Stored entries
╔══
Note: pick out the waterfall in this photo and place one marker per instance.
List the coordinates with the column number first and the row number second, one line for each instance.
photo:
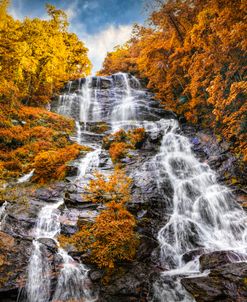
column 72, row 282
column 203, row 214
column 3, row 214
╚══
Task instructions:
Every line above carrying the word "instance" needs to be shown.

Result for this task:
Note: pick out the waterfall in this photo and place one marker per instance.
List the coordinates with the column number first and the row number second, one line for each instance.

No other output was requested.